### The exercise
Format each line of the data below as a numbered list, leaving out any blank lines.
#####
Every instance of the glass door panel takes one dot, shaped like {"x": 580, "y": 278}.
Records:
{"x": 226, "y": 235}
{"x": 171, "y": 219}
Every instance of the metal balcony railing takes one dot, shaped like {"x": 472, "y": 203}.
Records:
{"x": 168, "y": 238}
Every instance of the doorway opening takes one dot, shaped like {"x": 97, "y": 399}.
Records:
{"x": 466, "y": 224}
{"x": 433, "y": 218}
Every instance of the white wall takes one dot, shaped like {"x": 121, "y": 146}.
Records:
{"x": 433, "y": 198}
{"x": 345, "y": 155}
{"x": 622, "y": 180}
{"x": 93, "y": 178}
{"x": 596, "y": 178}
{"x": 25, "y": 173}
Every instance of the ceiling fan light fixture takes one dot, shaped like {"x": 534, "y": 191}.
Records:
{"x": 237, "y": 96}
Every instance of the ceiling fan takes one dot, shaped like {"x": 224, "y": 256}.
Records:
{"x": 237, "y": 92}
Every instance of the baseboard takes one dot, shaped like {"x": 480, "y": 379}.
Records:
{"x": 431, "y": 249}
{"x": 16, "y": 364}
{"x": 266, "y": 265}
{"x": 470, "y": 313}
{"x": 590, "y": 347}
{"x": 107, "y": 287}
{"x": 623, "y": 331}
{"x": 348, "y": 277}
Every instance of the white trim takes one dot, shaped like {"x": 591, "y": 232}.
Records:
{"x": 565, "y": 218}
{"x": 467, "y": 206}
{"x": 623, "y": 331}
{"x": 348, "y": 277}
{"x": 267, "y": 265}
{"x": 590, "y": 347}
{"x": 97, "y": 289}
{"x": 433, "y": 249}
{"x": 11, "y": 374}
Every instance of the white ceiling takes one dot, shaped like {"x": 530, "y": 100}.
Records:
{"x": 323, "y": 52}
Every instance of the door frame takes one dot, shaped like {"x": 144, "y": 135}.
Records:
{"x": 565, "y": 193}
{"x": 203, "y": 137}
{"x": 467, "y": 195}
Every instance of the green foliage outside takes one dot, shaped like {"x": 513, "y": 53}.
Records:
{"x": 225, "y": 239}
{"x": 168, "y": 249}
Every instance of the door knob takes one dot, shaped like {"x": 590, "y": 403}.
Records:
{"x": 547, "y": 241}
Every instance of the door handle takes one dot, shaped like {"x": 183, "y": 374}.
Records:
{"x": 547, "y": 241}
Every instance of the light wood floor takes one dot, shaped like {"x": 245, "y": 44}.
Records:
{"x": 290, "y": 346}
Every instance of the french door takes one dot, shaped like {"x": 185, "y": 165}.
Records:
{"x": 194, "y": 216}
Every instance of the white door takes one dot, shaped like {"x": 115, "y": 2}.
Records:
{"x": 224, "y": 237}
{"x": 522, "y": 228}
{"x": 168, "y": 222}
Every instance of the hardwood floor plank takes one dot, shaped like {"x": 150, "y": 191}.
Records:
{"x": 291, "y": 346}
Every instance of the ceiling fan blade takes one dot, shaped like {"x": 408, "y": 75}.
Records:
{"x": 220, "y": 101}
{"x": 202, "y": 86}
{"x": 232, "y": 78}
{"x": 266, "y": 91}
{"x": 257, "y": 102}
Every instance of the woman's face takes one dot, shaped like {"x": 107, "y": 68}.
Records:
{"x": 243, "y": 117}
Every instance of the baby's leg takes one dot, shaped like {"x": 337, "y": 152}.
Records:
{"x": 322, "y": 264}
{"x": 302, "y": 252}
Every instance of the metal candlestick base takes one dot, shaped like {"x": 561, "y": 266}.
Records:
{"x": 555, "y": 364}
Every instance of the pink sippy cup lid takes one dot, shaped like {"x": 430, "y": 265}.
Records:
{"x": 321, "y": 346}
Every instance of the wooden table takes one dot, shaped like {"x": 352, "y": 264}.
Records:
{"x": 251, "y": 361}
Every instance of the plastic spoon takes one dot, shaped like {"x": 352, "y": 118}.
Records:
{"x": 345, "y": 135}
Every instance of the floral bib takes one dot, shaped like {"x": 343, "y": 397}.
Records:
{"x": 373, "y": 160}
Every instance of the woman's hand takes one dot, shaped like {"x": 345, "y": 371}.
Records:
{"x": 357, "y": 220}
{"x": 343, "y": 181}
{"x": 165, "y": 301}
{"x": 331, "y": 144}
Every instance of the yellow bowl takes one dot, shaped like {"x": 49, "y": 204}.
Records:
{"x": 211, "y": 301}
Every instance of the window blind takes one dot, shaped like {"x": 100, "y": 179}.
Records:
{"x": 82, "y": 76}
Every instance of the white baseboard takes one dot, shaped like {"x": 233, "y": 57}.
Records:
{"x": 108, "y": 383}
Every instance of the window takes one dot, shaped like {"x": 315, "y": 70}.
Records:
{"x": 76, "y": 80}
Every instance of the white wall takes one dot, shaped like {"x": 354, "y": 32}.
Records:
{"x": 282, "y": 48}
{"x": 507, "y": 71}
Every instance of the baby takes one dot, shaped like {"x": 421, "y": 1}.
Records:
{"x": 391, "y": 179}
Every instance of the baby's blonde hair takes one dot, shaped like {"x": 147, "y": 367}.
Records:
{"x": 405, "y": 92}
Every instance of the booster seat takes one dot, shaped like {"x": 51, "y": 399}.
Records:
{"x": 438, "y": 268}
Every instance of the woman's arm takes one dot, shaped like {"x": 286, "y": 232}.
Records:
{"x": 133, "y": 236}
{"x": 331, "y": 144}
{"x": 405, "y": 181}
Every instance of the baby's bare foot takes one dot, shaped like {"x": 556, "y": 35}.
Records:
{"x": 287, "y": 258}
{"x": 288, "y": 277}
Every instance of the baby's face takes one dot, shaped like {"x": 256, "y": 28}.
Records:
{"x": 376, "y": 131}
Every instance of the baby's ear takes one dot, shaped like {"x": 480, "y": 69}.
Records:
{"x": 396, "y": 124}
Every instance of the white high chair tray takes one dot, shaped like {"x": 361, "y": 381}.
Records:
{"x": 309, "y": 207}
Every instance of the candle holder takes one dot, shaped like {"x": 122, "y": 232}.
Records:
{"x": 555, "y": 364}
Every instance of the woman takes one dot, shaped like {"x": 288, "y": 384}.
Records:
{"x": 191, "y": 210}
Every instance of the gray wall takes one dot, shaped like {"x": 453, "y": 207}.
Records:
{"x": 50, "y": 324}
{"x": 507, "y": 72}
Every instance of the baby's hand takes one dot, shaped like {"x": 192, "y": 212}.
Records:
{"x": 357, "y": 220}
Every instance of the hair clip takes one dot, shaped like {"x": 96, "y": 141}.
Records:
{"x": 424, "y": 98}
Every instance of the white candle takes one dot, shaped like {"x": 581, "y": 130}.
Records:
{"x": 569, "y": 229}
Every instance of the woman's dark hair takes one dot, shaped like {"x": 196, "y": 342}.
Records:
#####
### Final result
1. Every instance of the glass door panel takes one dot, shaped like {"x": 580, "y": 278}.
2. Records:
3. {"x": 226, "y": 235}
4. {"x": 171, "y": 219}
5. Every instance of the metal balcony railing takes one dot, shaped like {"x": 472, "y": 203}.
6. Records:
7. {"x": 168, "y": 238}
8. Every instance of the doorway opening takes one dot, shaped like {"x": 97, "y": 399}.
9. Records:
10. {"x": 466, "y": 224}
11. {"x": 433, "y": 218}
12. Every instance of the white wall takes one dot, shaped like {"x": 121, "y": 146}.
13. Records:
14. {"x": 433, "y": 198}
15. {"x": 345, "y": 155}
16. {"x": 622, "y": 180}
17. {"x": 93, "y": 178}
18. {"x": 596, "y": 178}
19. {"x": 25, "y": 173}
20. Every instance of the ceiling fan light fixture takes one dot, shaped like {"x": 534, "y": 191}.
21. Records:
22. {"x": 237, "y": 96}
23. Every instance of the ceiling fan takes one dot, shaped like {"x": 224, "y": 256}.
24. Records:
25. {"x": 237, "y": 92}
26. Every instance of the baseboard takes one dot, shaped like {"x": 480, "y": 379}.
27. Records:
28. {"x": 431, "y": 249}
29. {"x": 16, "y": 364}
30. {"x": 266, "y": 265}
31. {"x": 470, "y": 313}
32. {"x": 590, "y": 347}
33. {"x": 107, "y": 287}
34. {"x": 623, "y": 331}
35. {"x": 348, "y": 277}
36. Every instance of the white trim takes one dot, shaped like {"x": 591, "y": 232}.
37. Records:
38. {"x": 565, "y": 218}
39. {"x": 467, "y": 206}
40. {"x": 623, "y": 331}
41. {"x": 348, "y": 277}
42. {"x": 267, "y": 265}
43. {"x": 590, "y": 347}
44. {"x": 97, "y": 289}
45. {"x": 433, "y": 249}
46. {"x": 11, "y": 374}
47. Every instance of the white ceiling takes one dot, shaped like {"x": 530, "y": 100}.
48. Records:
49. {"x": 323, "y": 52}
50. Every instance of the door frame takes one dot, shaped like {"x": 144, "y": 135}.
51. Records:
52. {"x": 565, "y": 193}
53. {"x": 203, "y": 137}
54. {"x": 467, "y": 195}
55. Every instance of the green foliage outside takes one dot, shaped like {"x": 513, "y": 53}.
56. Records:
57. {"x": 225, "y": 239}
58. {"x": 168, "y": 249}
59. Every instance of the door knob takes one dot, shaped like {"x": 590, "y": 403}.
60. Records:
61. {"x": 547, "y": 241}
62. Every instance of the door handle takes one dot, shaped like {"x": 183, "y": 374}.
63. Records:
64. {"x": 547, "y": 241}
65. Every instance of the light wood floor takes one dot, shaped like {"x": 245, "y": 44}.
66. Records:
67. {"x": 290, "y": 346}
68. Every instance of the french door takes one dot, shaped like {"x": 185, "y": 165}.
69. Records:
70. {"x": 194, "y": 216}
71. Every instance of the white door takes one dot, shaped like {"x": 115, "y": 2}.
72. Records:
73. {"x": 224, "y": 237}
74. {"x": 522, "y": 228}
75. {"x": 168, "y": 222}
76. Every instance of the hardwood floor plank takes one dot, shaped like {"x": 150, "y": 191}.
77. Records:
78. {"x": 291, "y": 346}
79. Every instance of the ceiling fan blade takes one dot, shaped like {"x": 408, "y": 75}.
80. Records:
81. {"x": 220, "y": 101}
82. {"x": 202, "y": 86}
83. {"x": 232, "y": 78}
84. {"x": 266, "y": 91}
85. {"x": 257, "y": 102}
86. Every instance of the woman's face takes one dot, shaped like {"x": 107, "y": 68}.
87. Records:
88. {"x": 243, "y": 117}
89. Every instance of the baby's leg takes one dot, shaped like {"x": 337, "y": 152}.
90. Records:
91. {"x": 322, "y": 264}
92. {"x": 302, "y": 252}
93. Every instance of the metal candlestick base takes one dot, shaped like {"x": 561, "y": 266}.
94. Records:
95. {"x": 555, "y": 364}
96. Every instance of the pink sippy cup lid takes one dot, shaped like {"x": 430, "y": 265}.
97. Records:
98. {"x": 321, "y": 346}
99. Every instance of the wooden table takes one dot, shaped like {"x": 352, "y": 264}.
100. Records:
101. {"x": 251, "y": 361}
102. Every instance of the plastic spoon takes one dot, shaped like {"x": 352, "y": 118}.
103. Records:
104. {"x": 345, "y": 135}
105. Every instance of the floral bib takes one dot, shaped like {"x": 343, "y": 397}.
106. Records:
107. {"x": 373, "y": 160}
108. Every instance of the woman's hand takes one dot, shaped like {"x": 345, "y": 371}.
109. Records:
110. {"x": 357, "y": 220}
111. {"x": 343, "y": 181}
112. {"x": 165, "y": 301}
113. {"x": 331, "y": 144}
114. Every instance of the yellow bowl takes one dot, shaped like {"x": 49, "y": 204}.
115. Records:
116. {"x": 211, "y": 301}
117. Every instance of the window blind takes one dot, shaped like {"x": 100, "y": 179}.
118. Records:
119. {"x": 82, "y": 76}
120. Every instance of the white baseboard takes one dot, shaped like {"x": 233, "y": 57}.
121. Records:
122. {"x": 108, "y": 383}
123. Every instance of the window takes one dot, shaped like {"x": 315, "y": 70}.
124. Records:
125. {"x": 76, "y": 80}
126. Every instance of the white wall takes one dot, shaped like {"x": 354, "y": 32}.
127. Records:
128. {"x": 282, "y": 48}
129. {"x": 507, "y": 71}
130. Every instance of the baby takes one dot, shaped like {"x": 421, "y": 1}.
131. Records:
132. {"x": 391, "y": 179}
133. Every instance of the baby's blonde hair takes one dot, shaped like {"x": 147, "y": 367}.
134. Records:
135. {"x": 405, "y": 92}
136. Every instance of the booster seat takes one dot, shaped like {"x": 51, "y": 399}.
137. Records:
138. {"x": 438, "y": 268}
139. Every instance of the woman's arm takes one dot, shaped like {"x": 286, "y": 232}.
140. Records:
141. {"x": 133, "y": 236}
142. {"x": 331, "y": 144}
143. {"x": 405, "y": 181}
144. Every instance of the baby's bare foot takes one dot, shaped like {"x": 556, "y": 35}.
145. Records:
146. {"x": 287, "y": 258}
147. {"x": 288, "y": 277}
148. Every instance of the baby's face takes one dot, shaped like {"x": 256, "y": 28}.
149. Records:
150. {"x": 376, "y": 131}
151. Every instance of the baby's ear takes one dot, shaped like {"x": 480, "y": 69}.
152. Records:
153. {"x": 396, "y": 124}
154. Every instance of the white high chair tray takes one dot, shaped like {"x": 361, "y": 381}.
155. Records:
156. {"x": 309, "y": 207}
157. Every instance of the candle holder takes one dot, shaped like {"x": 122, "y": 232}.
158. Records:
159. {"x": 555, "y": 364}
160. Every instance of the woman takes one dot, shaped like {"x": 288, "y": 384}.
161. Records:
162. {"x": 191, "y": 210}
163. Every instance of the gray wall takes one dot, shaped like {"x": 453, "y": 207}.
164. Records:
165. {"x": 50, "y": 324}
166. {"x": 507, "y": 72}
167. Every instance of the baby's hand takes one dot, shaped like {"x": 192, "y": 212}.
168. Records:
169. {"x": 357, "y": 220}
170. Every instance of the hair clip takes one dot, shaped like {"x": 96, "y": 141}.
171. Records:
172. {"x": 424, "y": 98}
173. Every instance of the white candle takes one dot, shaped like {"x": 581, "y": 130}.
174. Records:
175. {"x": 569, "y": 229}
176. Every instance of the woman's dark hair takes one dot, shaped like {"x": 196, "y": 342}.
177. Records:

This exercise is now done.